Description of the task:
Find every line below that contains the word "segment" and copy each of those lines.

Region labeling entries
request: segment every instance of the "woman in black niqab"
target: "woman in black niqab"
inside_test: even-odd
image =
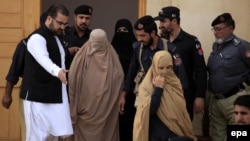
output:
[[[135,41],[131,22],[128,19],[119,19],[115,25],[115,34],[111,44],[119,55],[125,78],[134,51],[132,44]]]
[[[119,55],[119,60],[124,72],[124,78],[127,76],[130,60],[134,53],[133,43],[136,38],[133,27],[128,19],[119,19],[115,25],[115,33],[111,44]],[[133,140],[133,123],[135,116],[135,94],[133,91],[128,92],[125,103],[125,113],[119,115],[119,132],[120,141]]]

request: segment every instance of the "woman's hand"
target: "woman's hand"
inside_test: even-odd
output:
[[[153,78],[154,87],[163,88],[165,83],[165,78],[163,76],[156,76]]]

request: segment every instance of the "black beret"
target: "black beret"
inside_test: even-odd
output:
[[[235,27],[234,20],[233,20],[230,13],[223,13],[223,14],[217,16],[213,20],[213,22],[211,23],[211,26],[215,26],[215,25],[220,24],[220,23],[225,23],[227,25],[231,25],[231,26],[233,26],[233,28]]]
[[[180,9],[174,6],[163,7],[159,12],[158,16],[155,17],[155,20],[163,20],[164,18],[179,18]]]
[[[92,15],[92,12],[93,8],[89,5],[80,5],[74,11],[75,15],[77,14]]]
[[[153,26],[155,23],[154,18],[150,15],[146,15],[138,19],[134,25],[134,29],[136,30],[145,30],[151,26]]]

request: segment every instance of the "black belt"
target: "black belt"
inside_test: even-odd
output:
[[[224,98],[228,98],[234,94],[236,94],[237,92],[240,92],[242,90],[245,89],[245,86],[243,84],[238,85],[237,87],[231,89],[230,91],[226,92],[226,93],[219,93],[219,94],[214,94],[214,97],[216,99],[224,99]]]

Result for this exercise:
request: segment every instance of the "woman in black niqab"
request: segment every instance of the "woman's hand"
request: segment every instance of the "black beret"
request: segment every instance of the "black belt"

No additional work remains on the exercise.